TASK DESCRIPTION:
Set down each line of the data below exactly as it stands, dropping the pictures.

RECORD EXTRACTS:
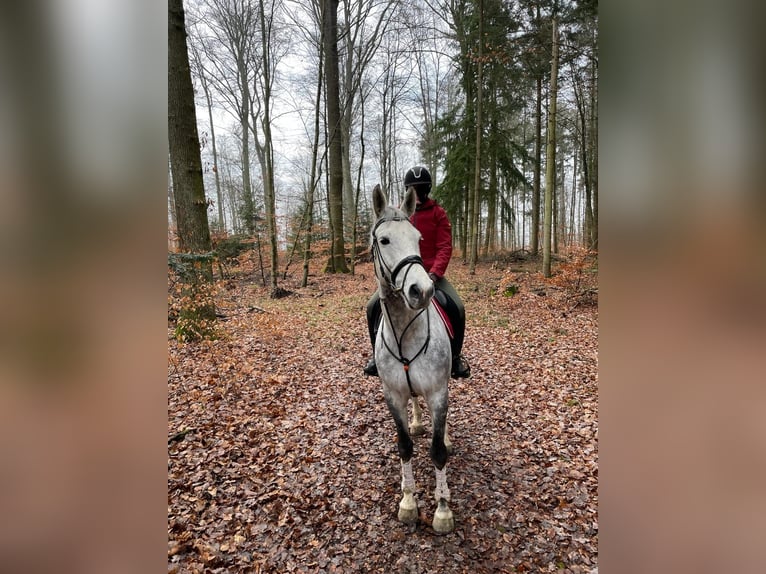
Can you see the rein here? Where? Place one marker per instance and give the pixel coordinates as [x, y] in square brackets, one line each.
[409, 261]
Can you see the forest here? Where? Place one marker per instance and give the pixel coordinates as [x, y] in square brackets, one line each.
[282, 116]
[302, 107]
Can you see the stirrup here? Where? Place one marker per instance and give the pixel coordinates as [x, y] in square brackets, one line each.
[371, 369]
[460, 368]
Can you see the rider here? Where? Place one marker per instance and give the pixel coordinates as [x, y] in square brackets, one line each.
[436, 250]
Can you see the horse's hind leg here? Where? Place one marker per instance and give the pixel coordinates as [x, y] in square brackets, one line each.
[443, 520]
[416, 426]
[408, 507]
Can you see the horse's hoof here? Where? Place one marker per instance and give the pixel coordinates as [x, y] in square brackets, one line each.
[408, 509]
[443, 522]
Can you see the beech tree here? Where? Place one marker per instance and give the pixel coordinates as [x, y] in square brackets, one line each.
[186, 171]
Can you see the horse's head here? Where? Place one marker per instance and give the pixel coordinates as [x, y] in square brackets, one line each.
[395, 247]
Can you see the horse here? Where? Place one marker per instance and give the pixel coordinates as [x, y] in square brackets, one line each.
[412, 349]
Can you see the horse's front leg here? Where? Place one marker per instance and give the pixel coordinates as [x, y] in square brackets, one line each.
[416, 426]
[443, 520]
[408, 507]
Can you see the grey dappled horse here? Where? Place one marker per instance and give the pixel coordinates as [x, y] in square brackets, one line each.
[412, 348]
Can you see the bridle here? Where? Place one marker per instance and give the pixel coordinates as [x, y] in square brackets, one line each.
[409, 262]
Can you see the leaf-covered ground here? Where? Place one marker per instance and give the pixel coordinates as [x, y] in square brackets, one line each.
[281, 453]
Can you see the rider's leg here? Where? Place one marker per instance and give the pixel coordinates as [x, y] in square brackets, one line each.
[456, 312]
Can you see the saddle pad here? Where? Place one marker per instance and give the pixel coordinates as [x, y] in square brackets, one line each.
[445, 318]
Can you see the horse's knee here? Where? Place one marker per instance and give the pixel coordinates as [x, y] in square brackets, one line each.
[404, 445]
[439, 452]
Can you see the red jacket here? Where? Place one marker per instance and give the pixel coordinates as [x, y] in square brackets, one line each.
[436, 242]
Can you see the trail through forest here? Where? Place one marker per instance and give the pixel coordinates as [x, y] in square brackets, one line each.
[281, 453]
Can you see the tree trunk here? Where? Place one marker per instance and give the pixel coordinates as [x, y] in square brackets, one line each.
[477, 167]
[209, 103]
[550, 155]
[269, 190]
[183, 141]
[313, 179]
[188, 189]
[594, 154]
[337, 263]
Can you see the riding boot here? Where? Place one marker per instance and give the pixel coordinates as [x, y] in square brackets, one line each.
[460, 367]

SOLVED EXERCISE:
Can you see the rein here? Where? Place one marker per instance and give the pixel coordinates as [x, y] in square brackets, one line each.
[409, 261]
Can you see the forest here? Where? Place one marker per instance and give the pixel coordinates as [x, y] in square brackets, one line each.
[282, 116]
[302, 107]
Can you see the stirrup here? Where? Place one marker per instance and give the pixel coordinates as [x, y] in square brackets, one line each.
[371, 369]
[460, 368]
Can you see the rider here? Where? Place one marker per instance and give the pixel coordinates as [x, y] in square brackets, one line each.
[436, 250]
Can you see the horse's hind leg here? Where? Place one marker per instance and give the pixel coordinates as [x, y] in square brackets, one line each.
[443, 520]
[416, 426]
[408, 507]
Can you see the horse's hoof here? Where? Place one marker per instance and give the pixel coordinates as [x, y] in square brackets, one line each.
[408, 509]
[443, 522]
Can you see the beech tree here? Where? Place one marker per instance and give the pixel coordinates as [x, y] in square brackets, one line each.
[186, 171]
Can you see the horse's head here? Where? Place one marker per instance and give the pixel coordinates as [x, y] in square brackets, one line each.
[395, 247]
Can you see the horse here? Where? Place one marker per instance and give the pixel coordinates as [x, y] in square brackets, one line each.
[412, 349]
Can you see the horse's front leg here? Where? Place one marker per instance and give the pixel coordinates as [x, y] in square brackets, one line each.
[416, 426]
[443, 520]
[408, 507]
Can you see the grey dappled horse here? Where? Place one marker per instance and give the pixel coordinates as [x, y] in square brackets, one line each.
[412, 348]
Can you see the bridle here? Where? Place one marker per instance and give the pixel coordinates as [x, y] in square brackets, one line each.
[409, 262]
Can you see the leaf-covered ground here? Where? Place one marker per instance and give the pixel coordinates as [x, y] in square brackets, one line each.
[281, 453]
Can you see the rider's leg here? Where? Place one marker per instance and give the pixel coordinates as [x, y] in square brackets, one line each.
[456, 312]
Can you see the saddle pad here? Where? Place one marker per instance and give the pixel coordinates as [x, y] in square brackets, one line each.
[445, 318]
Can you see the horse's knee here? Where? Place one marker per instance and give the pixel coordinates as [x, y] in square brackets, one line each.
[404, 445]
[439, 452]
Can you see the red jacket here? Where? Place one marker per instance and give the pixel coordinates as [x, y] in square brackets, one line each.
[436, 242]
Can you see the trail through forest here? Where? Place one marker per instance and give the pixel coordinates as [x, y] in square brackets, one line each.
[281, 453]
Can you see the tree trunk here? Where? Place one marker per instance and give the pixel coordinates as [x, y] in square brackets, one line each.
[477, 167]
[209, 103]
[550, 155]
[269, 190]
[183, 141]
[313, 179]
[188, 189]
[594, 154]
[337, 263]
Can you see the riding boot here? Where? Place one marker per instance and give the pixel coordinates as [x, y] in square brackets, one line each.
[460, 367]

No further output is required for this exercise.